** Start Exercise data **

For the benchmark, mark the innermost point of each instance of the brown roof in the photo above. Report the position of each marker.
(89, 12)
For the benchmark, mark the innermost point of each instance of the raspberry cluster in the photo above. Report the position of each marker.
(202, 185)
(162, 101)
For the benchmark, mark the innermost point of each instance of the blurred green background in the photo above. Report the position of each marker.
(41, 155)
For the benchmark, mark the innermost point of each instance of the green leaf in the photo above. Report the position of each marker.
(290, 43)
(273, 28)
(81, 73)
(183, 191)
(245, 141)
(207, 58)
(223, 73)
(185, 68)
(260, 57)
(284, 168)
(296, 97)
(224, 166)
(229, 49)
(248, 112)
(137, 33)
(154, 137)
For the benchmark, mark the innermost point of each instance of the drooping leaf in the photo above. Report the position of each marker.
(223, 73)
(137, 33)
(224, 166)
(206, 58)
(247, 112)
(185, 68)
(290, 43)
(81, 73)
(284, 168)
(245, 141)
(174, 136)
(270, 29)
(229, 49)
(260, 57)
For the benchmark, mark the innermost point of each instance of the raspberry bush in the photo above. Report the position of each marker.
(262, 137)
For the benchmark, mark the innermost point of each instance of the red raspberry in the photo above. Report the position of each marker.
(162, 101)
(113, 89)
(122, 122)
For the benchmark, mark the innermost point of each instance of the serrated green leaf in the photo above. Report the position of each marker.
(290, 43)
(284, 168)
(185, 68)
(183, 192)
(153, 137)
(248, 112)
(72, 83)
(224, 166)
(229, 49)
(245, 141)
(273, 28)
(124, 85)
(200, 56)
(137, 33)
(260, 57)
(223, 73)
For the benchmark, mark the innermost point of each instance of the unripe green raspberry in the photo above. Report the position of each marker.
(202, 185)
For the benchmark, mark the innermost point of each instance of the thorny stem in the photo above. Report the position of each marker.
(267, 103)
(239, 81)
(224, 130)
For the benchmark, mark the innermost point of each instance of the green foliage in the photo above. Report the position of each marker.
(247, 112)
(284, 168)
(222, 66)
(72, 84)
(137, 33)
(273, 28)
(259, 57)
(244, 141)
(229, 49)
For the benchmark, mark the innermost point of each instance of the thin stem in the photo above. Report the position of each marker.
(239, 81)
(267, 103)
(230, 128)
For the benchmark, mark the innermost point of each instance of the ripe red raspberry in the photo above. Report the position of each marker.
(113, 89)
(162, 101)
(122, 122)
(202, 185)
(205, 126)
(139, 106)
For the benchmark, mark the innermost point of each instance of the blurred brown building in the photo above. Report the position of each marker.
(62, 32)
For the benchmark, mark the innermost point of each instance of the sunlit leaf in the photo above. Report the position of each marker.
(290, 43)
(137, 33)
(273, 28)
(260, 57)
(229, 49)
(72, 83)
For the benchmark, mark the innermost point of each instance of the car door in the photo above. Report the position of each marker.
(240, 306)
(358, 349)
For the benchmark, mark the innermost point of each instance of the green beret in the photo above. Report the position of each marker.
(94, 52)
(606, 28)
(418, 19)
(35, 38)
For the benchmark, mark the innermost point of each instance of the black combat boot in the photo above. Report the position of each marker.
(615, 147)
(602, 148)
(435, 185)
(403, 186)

** End Exercise data **

Convert everything from the line containing "of the black" down to the end of the records into a Markdown table with the columns Row and Line, skipping any blank lines.

| Row | Line |
|---|---|
| 1 | For the benchmark, mark the innermost point of each instance of the black combat boot in the photo above. Report the position of each marker. |
| 2 | (615, 147) |
| 3 | (602, 148) |
| 4 | (435, 185) |
| 5 | (403, 186) |